═════ GIVEN PASSAGE
That correspondence — from Anne Frank to Juanita Wagner, and from Margot Frank to Betty Wagner — is the cornerstone of Danville Station, an off-the-beaten-path museum that tells a unique story.

Nearly all of the Holocaust museums and memorials in the United States are in cities or suburbs, usually with large or historic Jewish communities. Danville, 13 miles west of the Mississippi River, is an exception by its location, a population of fewer than 1,000, and that neither the Iowa Jewish Historical Society nor other state and county history groups cite any Jewish past in the town.

The town did have a teacher who wanted students at Danville Community School to understand that there was a wider world beyond fields of corn, oats and soybeans. Birdie Mathews enjoyed travel, in the United States and abroad, and along the way collected names for her “International Correspondence Program.”

In a videotaped 2008 interview on view at Danville Station, Betty Wagner recalled how the exchange of letters with sisters attending a Montessori school in Amsterdam was arranged. At the time, Juanita and Anne were 10 years old, while Betty and Margot were 14.

“The teacher asked us if we wanted to write to someone overseas. I can remember how excited we were. It would be a great thing to do… We wrote that we lived on a farm. We had cows and chickens and pigs. It was just friendly talk. We didn’t have television and sometimes we didn’t even have a radio. All we had was a little weekly newspaper that wasn’t very worldly. So, to write to somebody overseas was a great experience,” Betty said.

The envelope from Amsterdam brought letters and school photographs. “They were written in English,” Betty recalled. “We were pretty sure that they didn’t know English. But we were thrilled anyway. We sat down and answered them right away.” (The Franks’ father, Otto Frank, who had lived briefly in New York City, likely translated the Wagner girls’ letters into Dutch and helped his daughters reply in English, with occasional misspellings and lapses in syntax.)
══════════
═════ DATA FOR THIS EXERCISE
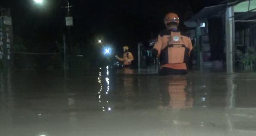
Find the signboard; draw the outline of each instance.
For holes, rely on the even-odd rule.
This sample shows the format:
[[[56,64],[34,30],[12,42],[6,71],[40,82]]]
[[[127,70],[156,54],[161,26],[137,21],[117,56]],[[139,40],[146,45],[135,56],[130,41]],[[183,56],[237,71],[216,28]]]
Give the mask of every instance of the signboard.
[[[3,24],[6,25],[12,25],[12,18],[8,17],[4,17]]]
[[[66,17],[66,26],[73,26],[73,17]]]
══════════
═════ DATA FOR THIS EXERCISE
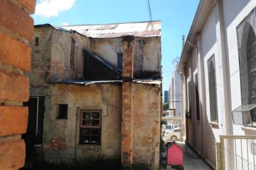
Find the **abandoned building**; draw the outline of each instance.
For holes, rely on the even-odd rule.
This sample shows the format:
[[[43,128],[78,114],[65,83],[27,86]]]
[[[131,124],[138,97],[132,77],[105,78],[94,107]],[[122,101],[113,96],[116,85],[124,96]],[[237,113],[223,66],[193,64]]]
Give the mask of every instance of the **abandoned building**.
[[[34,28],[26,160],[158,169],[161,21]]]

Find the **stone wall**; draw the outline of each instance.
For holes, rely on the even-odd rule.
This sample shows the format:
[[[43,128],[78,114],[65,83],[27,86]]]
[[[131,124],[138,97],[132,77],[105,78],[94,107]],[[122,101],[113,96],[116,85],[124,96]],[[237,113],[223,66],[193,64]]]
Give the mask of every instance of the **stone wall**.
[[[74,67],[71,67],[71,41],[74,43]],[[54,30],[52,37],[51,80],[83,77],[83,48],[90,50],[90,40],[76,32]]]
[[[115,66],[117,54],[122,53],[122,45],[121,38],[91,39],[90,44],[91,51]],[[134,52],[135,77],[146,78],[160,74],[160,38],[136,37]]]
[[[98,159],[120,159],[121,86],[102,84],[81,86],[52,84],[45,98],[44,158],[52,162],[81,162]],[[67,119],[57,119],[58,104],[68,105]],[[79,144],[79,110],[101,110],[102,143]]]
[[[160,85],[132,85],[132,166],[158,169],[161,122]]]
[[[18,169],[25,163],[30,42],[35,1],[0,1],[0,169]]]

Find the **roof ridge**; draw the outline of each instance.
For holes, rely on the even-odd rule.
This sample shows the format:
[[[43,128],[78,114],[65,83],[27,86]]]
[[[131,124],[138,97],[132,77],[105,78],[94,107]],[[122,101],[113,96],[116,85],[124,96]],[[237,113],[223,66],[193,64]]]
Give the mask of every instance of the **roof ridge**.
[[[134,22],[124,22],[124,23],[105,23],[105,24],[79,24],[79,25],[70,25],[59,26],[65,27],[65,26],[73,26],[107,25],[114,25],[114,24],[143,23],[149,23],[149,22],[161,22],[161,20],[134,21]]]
══════════
:: BRIEF 1 ::
Count how many lines of the records contain the word "mask", treating uppercase and lowercase as different, and give only the number.
:: BRIEF 2 ::
Carry on the passage about the letters between the Frank sisters and the Wagner sisters from the point where it stops.

:: ANSWER 1 ::
4

:: ANSWER 2 ::
Anne’s letter, dated April 29, 1940, is the kind a young pen-pal might write, describing life at home and school. “Your mother will certainly know this system, it is called Montessori. We have little work at home,” Anne told Juanita, who had mentioned that her mother was a teacher. Anne enclosed a “picture-card” of the Amsterdam canals, from her collection of about 800 such cards. The letter was signed, “your Dutch friend, Annelies Marie Frank,” her full name.

In her letter, dated April 27, 1940, Margot wrote about school and her winter recreation activities, but also current events. “We often listen to the radio, as times are very exciting, having a frontier with Germany and being a small country we never feel safe,” she said. To visit cousins in the Swiss city of Basel, “we have to travel through Germany which we cannot do or through Belgium and France and in that we cannot either. It is war and no visas are given.” She signed off, “With kindest regards your friend. Margot Betti Frank.”

Juanita and Betty wrote back, but never received a reply.

Not two weeks after Anne and Margot wrote their letters, Germany invaded the Netherlands. By June 1941, Jews were issued identity cards stamped with a “J.” That fall, Jews were required to attend separate schools. In late April 1942 came an order to wear a yellow Star of David with the word “Jew.”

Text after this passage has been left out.